DATASET RECORDS:

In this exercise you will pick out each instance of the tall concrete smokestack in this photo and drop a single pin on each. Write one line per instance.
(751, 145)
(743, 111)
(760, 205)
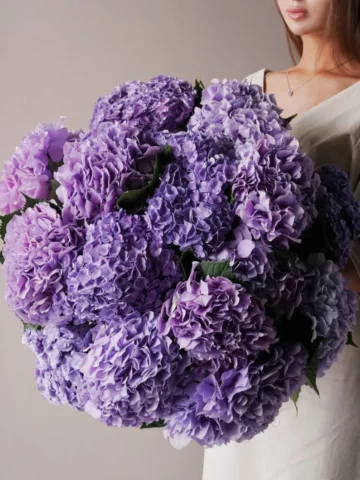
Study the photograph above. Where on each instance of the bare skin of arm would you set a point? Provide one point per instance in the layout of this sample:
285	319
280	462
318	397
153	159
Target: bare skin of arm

EXERCISE DESCRIPTION: Write out the data precisely as given, excluding the pictures.

WORKED SOLUTION:
In this exercise you will pick out each instance of the tall concrete smokestack in this photo and drop a single pin on each. Write one line per instance.
(751, 145)
(743, 111)
(760, 205)
Study the photograph above. Where on each instance of the bare skin of arm would you set a point? Provide one point per instance in the layout of this sample:
285	319
280	462
318	397
153	159
Target: bare skin of arm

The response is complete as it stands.